-- Start TEXT SHOWN --
United States Court of Appeals, Eleventh Circuit
Sep 7, 2022
No. 21-12997 (11th Cir. Sep. 7, 2022)

Opinion

21-12997

09-07-2022

LEROY THOMAS, Plaintiff-Appellant, v. GENERAC POWER SYSTEMS INCORPORATED, AARON P. JAGDFELD, Defendants-Appellees.


DO NOT PUBLISH

Appeal from the United States District Court for the Northern District of Florida D.C. Docket No. 4:18-cv-00495-RH-MJF

Before JORDAN, ROSENBAUM, and GRANT, Circuit Judges.

PER CURIAM

Leroy Thomas, a Florida citizen, bought a $4,500 generator from Generac Power Systems, Inc., which is based in Wisconsin. Alleging that the generator stopped working, Mr. Thomas filed a pro se diversity action against Generac and Aaron Jagdfeld, its president and CEO (and also a Wisconsin citizen). See 28 U.S.C. § 1332(a)(1). The district court dismissed the second amended complaint for lack of diversity jurisdiction because Mr. Thomas failed to plausibly allege an amount in controversy exceeding $75,000. We affirm.

I

Mr. Thomas brought four Florida state law claims-a violation of the Florida Deceptive and Unfair Trade Practices Act (FDUTPA), Fla. Stat. § 501.211(2), fraudulent inducement, fraudulent misrepresentation, and breach of contract-against Generac and Mr. Jagdfeld. He alleged that the defendants sold him a defective $4,500 generator and failed to fix it pursuant to the machine's five-year warranty. According to the complaint, the generator stopped working after 315 hours of use. As damages for the allegedly defective product, Mr. Thomas sought $1,279,000.

Mr. Thomas alleged that the generator shocked him and caused him physical injuries, but he did not assert any personal injury claims. So we do not consider any damages that might be available for such claims.

As noted, the district court dismissed the complaint for lack of diversity jurisdiction. It ruled that Mr. Thomas had adequately pled claims for breach of contract, fraud, and a violation of the FDUTPA, but concluded that Mr. Thomas did not plausibly allege the requisite amount in controversy needed to establish diversity jurisdiction. The district court found that the "most obvious measure of damages" for Mr. Thomas' breach of contract and fraud claims was the $4,500 purchase price for the generator and, while "[i]ncidental damages increase[d] these amounts slightly," Mr. Thomas "ha[d] not alleged facts showing consequential damages anywhere near as great as would be needed, even when combined with" everything else, "to meet the jurisdictional amount." Importantly, the district court also found that Mr. Thomas had "no colorable claim for punitive damages in an amount sufficient to meet the amount-in-controversy, even when combined" with his other damages claims.
-- End TEXT SHOWN --
■ **TO DO**
A. Please pick out every line of the listing that contains the word "spot", treating uppercase and lowercase as different.
B. Extend the generator court opinion from its final sentence.
The generator court opinion and the listing come from unrelated sources.
-- Start RECORDS FOR THIS TASK --
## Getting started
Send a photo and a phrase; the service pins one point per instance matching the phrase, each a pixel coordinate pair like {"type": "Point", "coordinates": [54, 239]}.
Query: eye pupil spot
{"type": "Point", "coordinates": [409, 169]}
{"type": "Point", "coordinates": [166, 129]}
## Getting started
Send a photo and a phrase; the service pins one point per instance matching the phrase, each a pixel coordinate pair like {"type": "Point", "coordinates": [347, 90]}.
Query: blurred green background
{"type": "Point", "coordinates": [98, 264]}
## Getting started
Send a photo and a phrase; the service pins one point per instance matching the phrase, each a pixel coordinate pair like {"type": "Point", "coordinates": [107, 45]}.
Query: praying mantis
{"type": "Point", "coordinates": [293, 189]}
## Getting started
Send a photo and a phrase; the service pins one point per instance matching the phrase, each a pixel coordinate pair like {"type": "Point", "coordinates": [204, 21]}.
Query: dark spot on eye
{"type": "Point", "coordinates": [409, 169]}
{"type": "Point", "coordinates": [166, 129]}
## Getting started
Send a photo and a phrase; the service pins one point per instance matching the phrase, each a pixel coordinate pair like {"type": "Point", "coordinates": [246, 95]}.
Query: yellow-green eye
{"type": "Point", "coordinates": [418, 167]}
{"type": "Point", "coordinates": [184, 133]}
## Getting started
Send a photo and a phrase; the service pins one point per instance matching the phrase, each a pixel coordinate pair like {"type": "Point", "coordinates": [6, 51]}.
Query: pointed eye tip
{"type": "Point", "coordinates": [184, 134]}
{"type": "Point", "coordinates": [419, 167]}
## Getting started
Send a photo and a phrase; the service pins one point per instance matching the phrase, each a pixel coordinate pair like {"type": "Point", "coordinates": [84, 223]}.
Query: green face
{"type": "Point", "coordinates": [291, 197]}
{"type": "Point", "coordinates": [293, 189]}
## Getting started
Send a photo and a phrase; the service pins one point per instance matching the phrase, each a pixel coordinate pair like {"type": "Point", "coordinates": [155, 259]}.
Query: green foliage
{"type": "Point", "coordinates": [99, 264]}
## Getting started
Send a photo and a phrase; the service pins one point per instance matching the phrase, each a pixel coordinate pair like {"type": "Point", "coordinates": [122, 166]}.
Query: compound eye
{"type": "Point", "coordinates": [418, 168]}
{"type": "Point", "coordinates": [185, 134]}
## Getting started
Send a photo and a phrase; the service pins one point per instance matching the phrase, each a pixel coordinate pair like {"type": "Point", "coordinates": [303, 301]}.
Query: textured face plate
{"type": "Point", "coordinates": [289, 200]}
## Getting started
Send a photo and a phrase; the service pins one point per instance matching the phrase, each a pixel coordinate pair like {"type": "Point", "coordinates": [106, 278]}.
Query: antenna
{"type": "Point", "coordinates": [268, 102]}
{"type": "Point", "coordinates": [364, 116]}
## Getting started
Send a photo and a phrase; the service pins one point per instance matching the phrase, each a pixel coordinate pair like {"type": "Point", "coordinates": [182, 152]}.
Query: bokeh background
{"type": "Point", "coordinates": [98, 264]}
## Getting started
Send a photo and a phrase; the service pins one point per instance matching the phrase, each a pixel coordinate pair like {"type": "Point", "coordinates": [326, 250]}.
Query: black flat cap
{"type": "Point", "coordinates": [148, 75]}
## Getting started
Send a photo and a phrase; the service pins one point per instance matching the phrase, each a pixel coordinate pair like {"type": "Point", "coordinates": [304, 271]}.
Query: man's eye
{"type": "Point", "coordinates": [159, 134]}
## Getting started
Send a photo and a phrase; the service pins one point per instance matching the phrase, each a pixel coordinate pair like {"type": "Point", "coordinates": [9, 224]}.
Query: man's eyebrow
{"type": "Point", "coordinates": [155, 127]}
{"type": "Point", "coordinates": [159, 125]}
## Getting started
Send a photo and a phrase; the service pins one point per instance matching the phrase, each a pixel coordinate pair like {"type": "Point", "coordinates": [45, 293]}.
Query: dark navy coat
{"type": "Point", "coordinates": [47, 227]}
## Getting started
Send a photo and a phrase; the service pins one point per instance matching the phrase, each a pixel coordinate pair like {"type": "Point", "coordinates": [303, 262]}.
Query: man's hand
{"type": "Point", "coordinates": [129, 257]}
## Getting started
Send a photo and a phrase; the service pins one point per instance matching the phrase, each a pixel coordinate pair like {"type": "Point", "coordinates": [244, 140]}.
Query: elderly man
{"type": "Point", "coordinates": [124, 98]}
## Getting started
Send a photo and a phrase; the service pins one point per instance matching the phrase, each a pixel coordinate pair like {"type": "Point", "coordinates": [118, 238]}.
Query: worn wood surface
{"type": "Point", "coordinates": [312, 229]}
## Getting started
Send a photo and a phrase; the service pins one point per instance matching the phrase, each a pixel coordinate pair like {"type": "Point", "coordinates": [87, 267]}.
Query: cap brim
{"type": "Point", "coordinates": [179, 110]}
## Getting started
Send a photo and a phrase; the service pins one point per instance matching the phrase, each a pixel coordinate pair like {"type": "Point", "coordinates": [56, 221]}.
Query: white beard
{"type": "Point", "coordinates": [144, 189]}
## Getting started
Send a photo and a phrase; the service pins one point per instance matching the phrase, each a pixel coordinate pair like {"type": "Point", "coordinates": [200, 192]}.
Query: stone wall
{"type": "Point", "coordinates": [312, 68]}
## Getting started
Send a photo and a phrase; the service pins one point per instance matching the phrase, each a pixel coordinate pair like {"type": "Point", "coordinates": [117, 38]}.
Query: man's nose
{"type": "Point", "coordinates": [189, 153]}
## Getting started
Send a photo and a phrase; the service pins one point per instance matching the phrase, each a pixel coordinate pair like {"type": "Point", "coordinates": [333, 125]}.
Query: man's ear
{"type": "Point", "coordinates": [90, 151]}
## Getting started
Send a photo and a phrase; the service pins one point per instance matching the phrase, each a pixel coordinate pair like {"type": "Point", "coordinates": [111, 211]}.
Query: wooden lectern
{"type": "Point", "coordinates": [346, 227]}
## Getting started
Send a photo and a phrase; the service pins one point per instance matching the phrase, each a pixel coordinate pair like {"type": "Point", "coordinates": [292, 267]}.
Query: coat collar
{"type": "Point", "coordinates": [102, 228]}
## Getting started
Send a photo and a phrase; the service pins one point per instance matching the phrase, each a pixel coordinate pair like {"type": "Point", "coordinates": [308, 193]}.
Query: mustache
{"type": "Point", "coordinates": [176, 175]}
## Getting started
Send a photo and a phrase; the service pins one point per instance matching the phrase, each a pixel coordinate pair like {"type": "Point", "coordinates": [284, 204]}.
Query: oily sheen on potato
-- End RECORDS FOR THIS TASK --
■ **ANSWERS PROVIDED**
A.
Query: eye pupil spot
Query: dark spot on eye

B.
On appeal, Mr. Thomas argues that the district court erred in (1) dismissing his complaint for lack of jurisdiction after erroneously calculating his possible damages, (2) not allowing him to submit a third amended complaint, and (3) denying his Fed. R. Civ. P. 60(b) motion for reconsideration. He has also filed a motion on appeal to strike the supplemental appendix filed by the defendants (the appellees here) because, he argues, it is misleading and designed to improperly sway this court.

II

Federal district courts have original jurisdiction of civil actions between citizens of different states where the amount in controversy exceeds $75,000. See 28 U.S.C. § 1332(a)(1); Peebles v. Merrill Lynch, et al., 431 F.3d 1320, 1325 (11th Cir. 2005). A plaintiff invoking federal jurisdiction bears the burden of alleging with sufficient particularity a proper jurisdictional basis in his complaint. See Morrison v. Allstate Indem. Co., 228 F.3d 1255, 1272-73 (11th Cir. 2000) (quoting St. Paul Mercury Indem. Co. v. Red Cab Co., 303 U.S. 283, 287 n.10 (1938)). If challenged, the party invoking diversity jurisdiction bears the burden of demonstrating that the jurisdictional amount is satisfied by a preponderance of the evidence. See McCormick v. Aderholt, 293 F.3d 1254, 1257 (11th Cir. 2002). On appeal, "we review for clear error any factual determinations necessary to establish jurisdiction" in a diversity case. See Dudley v. Eli Lilly &Co., 778 F.3d 909, 911 (11th Cir. 2014).

Dismissal of a case for lack of diversity jurisdiction with respect to the amount in controversy is proper where the complaint makes it clear "to a legal certainty that the claim is really for less than the jurisdictional amount." St. Paul Mercury, 303 U.S. at 289. See also Leonard v. Enter. Rent a Car, 279 F.3d 967, 972 (11th Cir. 2002). This standard gives "great weight to [the] plaintiff's assessment of the value of [his] case." Mitchell v. Brown &Williamson Tobacco Corp., 294 F.3d 1309, 1314 (11th Cir. 2002) (quoting Burns v. Windsor Ins. Co., 31 F.3d 1092, 1094 (11th Cir. 1994)).

Whether the allegations support the requisite amount often depends on the damages available under state law. See A. Benjamin Spencer, 5 Charles Alan Wright &Arthur R. Miller, Fed. Prac. &Proc. Civ. § 1213 (4th ed. &April 2022 update). See also Duder-wicz v. Sweetwater Sav. Ass'n, 595 F.2d 1008, 1012 (5th Cir. 1979) (quoting Johns-Manville Sales Corp. v. Mitchell Enterprises, Inc., 417 F.2d 129, 131 (5th Cir. 1969)). When available, punitive damages must be considered when determining the jurisdictional amount in controversy in diversity cases. See Holley Equip. Co. v. Credit Alliance Corp., 821 F.2d 1531, 1535 (11th Cir. 1987).

As a constitutional matter, the Supreme Court has held that "courts must ensure that the measure of [punitive damages] is both reasonable and proportionate to the amount of harm to the plaintiff and to the general damages recovered." State Farm Mut. Auto. Ins. Co. v. Campbell, 538 U.S. 408, 426 (2003).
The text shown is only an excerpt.